CONSIGNA 1 >>
¿Concuerdan con el texto sobre el fanatismo y la guerra estas afirmaciones? Responde sí o no a cada una y cita las palabras del texto que lo deciden: (a) mínimas diferencias de interpretación han originado muchas de las guerras más tenebrosas; (b) el autor pretende desprestigiar la marihuana; (c) los fanatismos nunca han enfrentado a hermanos.
CONSIGNA 2 >>
Resume en dos oraciones el texto sobre el fanatismo y la guerra.
CONSIGNA 3 >>
Prosigue el texto sobre el fanatismo y la guerra a partir de su última oración.

No es extraño, por demás, que combatientes de todas las latitudes llegados al horror de la guerra se hayan levantado el ánimo, el valor y, sobre todo, ahuyentado el miedo y el espanto con algún estimulante con un condimento de alucinógeno y desinhibidor de los instintos; y no está en mi ánimo desprestigiar a la marihuana, que cada vez tiene más veredictos a favor que en contra; y la mente humana es capaz de provocar fanatismos sin necesidad de la ayuda más que de su propia capacidad de delirar.

Nos cuenta, incluso, la leyenda que Caín mató a Abel por envida, con la disculpa de una disputa por un plato de lentejas.

De hecho, los fanatismos políticos, ideológicos y religiosos han producido las batallas más terribles, incluso entre hermanos, compatriotas "correligionarios" en el sentido político que le damos aquí, y en el de los que profesan la misma religión.

Pequeños deslices en la lectura de un libro sagrado o de un manifiesto político, mínimas diferencias de interpretación han dado lugar a muchas de las más tenebrosas guerras de la humanidad. Y baste un repaso a la historia para poner en duda en muchos casos el valor que le damos a la palabra humanidad.

Aquí cabe retomar la historia del hachís. Cuando el humano alimenta su salvajismo y se declara elegido, superior a los demás, dueño del derecho de vidas y haciendas ajenas, cualquiera sea la borrachera que lo exalta, llega a envilecerse hasta el punto de poder torturar y destruir de las formas más crueles y miserables a su semejante.

Puede convencerse de que hace un acto heroico cargando a una criatura de bombas para hacerla explotar en un lugar público sin importar matar a quién, comenzando por el menor convertido en explosivo.

MATERIAL RECOPILADO >>

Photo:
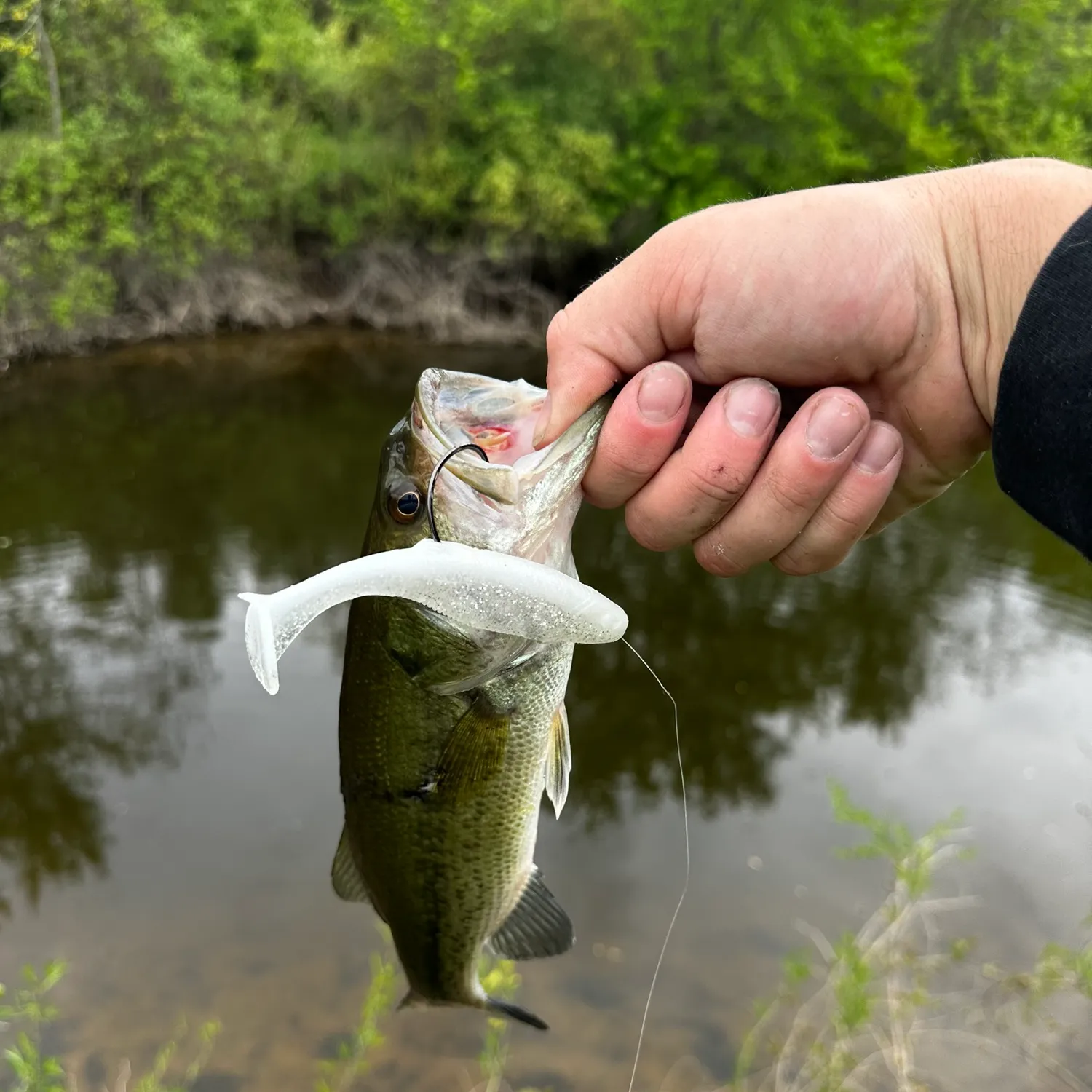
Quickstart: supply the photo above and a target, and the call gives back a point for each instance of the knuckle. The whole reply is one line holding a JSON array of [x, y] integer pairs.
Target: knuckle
[[719, 482], [646, 532], [799, 563], [557, 332], [792, 496], [714, 558]]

RESPUESTA 1 >>
(a) Sí: "mínimas diferencias de interpretación han dado lugar a muchas de las más tenebrosas guerras de la humanidad".
(b) No: "no está en mi ánimo desprestigiar a la marihuana".
(c) No: "los fanatismos políticos, ideológicos y religiosos han producido las batallas más terribles, incluso entre hermanos".

RESPUESTA 2 >>
Los fanatismos políticos, ideológicos y religiosos, a veces nacidos de mínimas diferencias de interpretación de un libro sagrado o de un manifiesto político, han producido las guerras más terribles, incluso entre hermanos. Cuando el ser humano se declara elegido y superior a los demás, llega a envilecerse hasta torturar y destruir cruelmente a su semejante, e incluso a creer heroico cargar de bombas a una criatura para hacerla explotar en un lugar público.

RESPUESTA 3 >>
Y hay un dato más que tener en cuenta en la historia original de los asesinos: son generalmente grupos minoritarios, que pierden cualquier otro sentido de ubicación o inteligencia que no sea el terror y el asesinato, para imponerse, ya que no tienen convocatoria.

Como en el caso de los asesinos que tenemos, sus palabras no tienen valor, dicen luchar contra oligarcas y atacan a gente del pueblo llano, aterrorizan y chantajean a los humildes. Se embanderan con una supuesta causa popular y no tienen ningún pueblo que los respalde.

Es decir, con la mente obnubilada, por el hachís, por el alcohol, por el fanatismo, por el delirio de grandeza, tan frecuente, de políticos y predicadores de considerarse "el único salvador", "el único líder", "el único elegido de cualquier dios o profeta o iluminado que le venga a la cabeza, y, por lo tanto, investido con sus propias atribuciones, con derecho a emplear la violencia contra cualquiera que no le reconozca su luminosa superioridad.

La lengua, pese a lo que creen los académicos y los escritores, la acuñan los pueblos. De ahí que se haya acuñado y perdure esta palabra asesino, como pervive el mal que nombra, pues hay que diferenciarlo del criminal, del homicida.

Y aquí la palabra humanidad nos queda equívoca, cuando vemos con qué salvajismo podemos destruirnos los humanos los unos a los otros, como podemos odiarnos los unos a los otros, hasta el punto de perder la cordura en base al delirio de la omnipotencia, que es mucho más alucinógeno y enceguecedor y peligroso que el hachís.